• Exercise aim
Update the data below by replacing every "Pick out" with "Mark", and keep all other text unchanged.

• Dataset content
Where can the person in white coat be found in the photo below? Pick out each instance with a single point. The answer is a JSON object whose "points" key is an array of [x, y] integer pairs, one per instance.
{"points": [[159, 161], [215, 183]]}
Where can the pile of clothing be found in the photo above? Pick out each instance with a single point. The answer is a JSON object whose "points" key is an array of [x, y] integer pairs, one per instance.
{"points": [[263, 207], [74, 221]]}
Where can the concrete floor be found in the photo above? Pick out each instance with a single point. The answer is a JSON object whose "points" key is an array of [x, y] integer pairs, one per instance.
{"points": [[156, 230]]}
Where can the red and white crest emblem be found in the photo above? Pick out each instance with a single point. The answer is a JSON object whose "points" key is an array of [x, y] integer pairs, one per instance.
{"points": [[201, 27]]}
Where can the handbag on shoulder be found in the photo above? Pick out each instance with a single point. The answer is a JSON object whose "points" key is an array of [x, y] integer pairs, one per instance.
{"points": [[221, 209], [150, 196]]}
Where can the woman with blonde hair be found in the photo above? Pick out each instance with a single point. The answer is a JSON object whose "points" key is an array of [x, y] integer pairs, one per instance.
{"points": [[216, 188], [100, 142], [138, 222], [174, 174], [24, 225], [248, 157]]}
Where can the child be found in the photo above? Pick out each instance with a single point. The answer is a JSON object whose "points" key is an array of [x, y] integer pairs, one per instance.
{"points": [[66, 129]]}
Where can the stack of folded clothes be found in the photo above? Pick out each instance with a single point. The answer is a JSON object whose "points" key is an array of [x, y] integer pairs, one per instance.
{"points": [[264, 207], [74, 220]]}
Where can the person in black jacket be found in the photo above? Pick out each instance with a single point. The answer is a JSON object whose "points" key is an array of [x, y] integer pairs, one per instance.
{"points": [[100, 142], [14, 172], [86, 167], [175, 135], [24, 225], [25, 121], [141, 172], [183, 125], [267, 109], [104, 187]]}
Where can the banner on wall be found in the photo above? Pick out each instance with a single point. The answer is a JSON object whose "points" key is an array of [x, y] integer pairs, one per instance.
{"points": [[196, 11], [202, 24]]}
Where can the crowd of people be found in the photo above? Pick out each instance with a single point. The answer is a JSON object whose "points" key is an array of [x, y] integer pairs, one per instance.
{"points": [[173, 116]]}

• Exercise solution
Where can the person in white coat be found in the photo below? Mark each instance with a single point. The answer is a JSON object whose "points" key is an array of [x, y] integer pairs, one per instance.
{"points": [[159, 161], [215, 183]]}
Where can the pile of clothing be found in the photo above? Mark each instance with a single point. The answer is a JSON object whose "points" key is an array of [x, y] integer pairs, one per instance.
{"points": [[263, 207], [74, 221]]}
Where can the concrete floor be found in the photo above? Mark each instance with a single point. The answer is a JSON object whose "points" key is an array of [x, y] integer pairs, one per instance.
{"points": [[156, 230]]}
Where can the red and white crest emblem be found in the photo above? Mark each instance with a single point. The answer is a JSON object whose "points" key is an array of [x, y] integer pairs, one per instance.
{"points": [[201, 27]]}
Where can the handbag on shoulder be found in the photo above? Mark each instance with a single point. The answer is a JSON object whose "points" key is an array of [x, y] integer pairs, one per instance.
{"points": [[221, 209], [150, 196]]}
Where can the woman with blonde hair be found in the photo above? Mark each instance with a single point. The answer is a JSON object whose "points" key is an array of [x, y] integer pairs, one per instance.
{"points": [[216, 188], [100, 142], [138, 222], [174, 174], [24, 225], [248, 157]]}
Where can the child be found in the photo above? Mark each instance with a single point. The answer is a JSON object whose "points" key is an array of [x, y] integer pairs, one per instance.
{"points": [[66, 129]]}
Where can the stack of folded clothes be found in the photo above? Mark each instance with a single point. The answer is a JSON object whose "points" key is an array of [x, y] integer pairs, one per instance.
{"points": [[264, 207], [74, 220]]}
Where can the person in black jacket be found in the photo above? Mark each instance with a single point. The answer is a JSON object whose "points" key is an array of [x, y] integer pairs, one per instance.
{"points": [[100, 142], [14, 172], [86, 167], [175, 135], [24, 225], [25, 121], [141, 172], [183, 125], [267, 109], [104, 187]]}
Where can the banner on wall be found in the photo above? Mark each instance with a single point. The answer is a JSON object whose "points" key is an array of [x, y] integer pairs, one per instance.
{"points": [[196, 11], [202, 24]]}
Where can the crowd of people be found in the photo above? Mark each instance with a single point. The answer is a JSON object whose "points" key is an array of [x, y] integer pairs, one per instance.
{"points": [[173, 116]]}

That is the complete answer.